A sensação, como ocorre com as demais instituições sociais, é que um boteco dura pra sempre. Não é verdade, embora uns passem de pai para filho. O que costuma acontecer é que os botecos e seus donos fazem parte de uma unidade: desaparecendo um, desaparece o outro. Sim, botecos são finitos, mesmo que alguns resistam e façam história.

O autêntico boteco tem aparência e conteúdo informal. Alguns são descuidados — é preferível evitar a palavra “sujos” —, aparentemente desorganizados, bagunçados, ainda que o dono ou dona fiquem o tempo todo com um pano nos ombros, limpando infinitas vezes as mesas, as cadeiras e o balcão, tudo com o mesmo pano. Seu segredo e seu charme é essa aparência desleixada. É isso que caracteriza e individualiza cada um deles, faz com que sejam únicos e indispensáveis na paisagem urbana.

A preferência por um ou por outro depende da localização, dos petiscos servidos, da qualidade da bebida, mas o fundamental é a opção política dos donos e dos frequentadores. Ainda que existam divergências, é essencial certa afinidade ideológica. Botecos costumam ser lugares democráticos. Discute-se de tudo numa mesa, no balcão, na porta etc. Quem conhece botecos sabe que culinária, carnaval, literatura, traições e até filosofia, tudo pode ser objeto de discussão. Sem esquecer o futebol, o maior clichê, o campeão das citações. O universo fica pequeno numa mesa de bar. Os frequentadores são entendidos em generalidades, especialistas em tudo.

═══

Tarefas do exercício:
A – No texto sobre botecos, que assunto é apontado como o maior clichê das conversas?
B – Por favor, dê sequência ao texto sobre botecos a partir da última frase apresentada.

Linhas fornecidas:
═══

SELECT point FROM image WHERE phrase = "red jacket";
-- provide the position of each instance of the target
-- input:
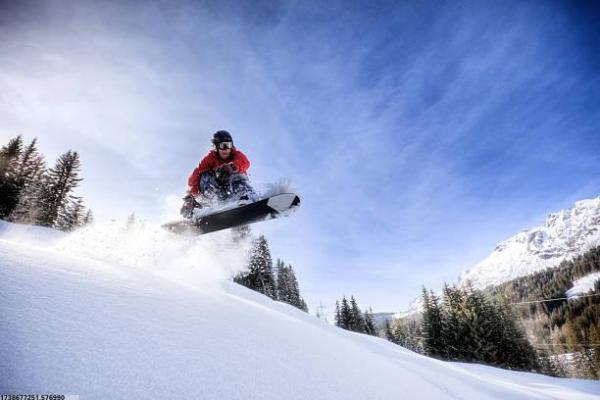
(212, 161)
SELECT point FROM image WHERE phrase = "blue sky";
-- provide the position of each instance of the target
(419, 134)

═══

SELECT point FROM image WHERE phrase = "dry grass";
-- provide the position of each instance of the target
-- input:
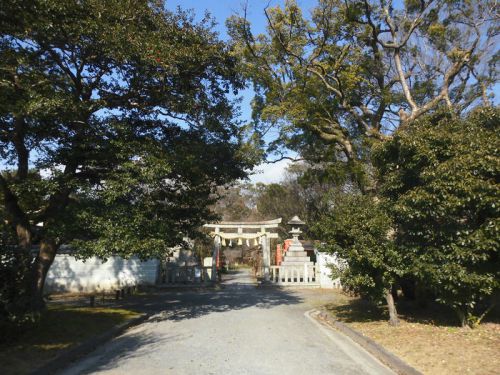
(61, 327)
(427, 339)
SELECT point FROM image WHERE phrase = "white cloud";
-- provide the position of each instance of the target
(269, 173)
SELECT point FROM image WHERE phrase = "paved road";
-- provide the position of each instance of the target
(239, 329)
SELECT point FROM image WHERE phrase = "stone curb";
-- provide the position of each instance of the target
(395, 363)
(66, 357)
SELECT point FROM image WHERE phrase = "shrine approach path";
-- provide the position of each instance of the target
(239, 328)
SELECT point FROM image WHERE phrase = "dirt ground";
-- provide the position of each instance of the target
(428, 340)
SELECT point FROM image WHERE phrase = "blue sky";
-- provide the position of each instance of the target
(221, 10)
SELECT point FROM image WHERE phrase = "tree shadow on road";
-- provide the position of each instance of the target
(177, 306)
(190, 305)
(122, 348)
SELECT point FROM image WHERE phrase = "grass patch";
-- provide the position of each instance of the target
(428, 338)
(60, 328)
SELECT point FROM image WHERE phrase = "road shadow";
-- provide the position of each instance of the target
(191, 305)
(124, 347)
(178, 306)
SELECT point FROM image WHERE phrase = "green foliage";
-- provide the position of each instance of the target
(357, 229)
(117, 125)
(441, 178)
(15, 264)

═══

Respostas esperadas:
A – O futebol.

B –
Muitos namoros, casamentos e amizades surgiram ou acabaram em botecos — ou por causa dos botecos. Não vá a um boteco sem que o cônjuge saiba, mesmo que a intenção seja dar em cima de alguém que frequenta o lugar. Continuando no capítulo dos conselhos, evite ficar devendo, pois as dívidas crescem rápido. Ah, e não jogue sujeira na calçada ou na rua.

Será que os botecos vão sobreviver aos atuais tempos obtusos? A preocupação é com as intolerâncias, os arranca-rabos políticos, o azedume das convicções. O pior é ver tudo isso acompanhado da precarização ou a falta de argumentos. Preocupa ver botecos aparelhados por partidários desta ou daquela facção. Ruim é ver sabichões decretarem o início de tempos improváveis, destilarem ódios, elegerem inimigos e vítimas. Botecos não combinam com totalitarismos, não se prestam a ideários antidemocráticos.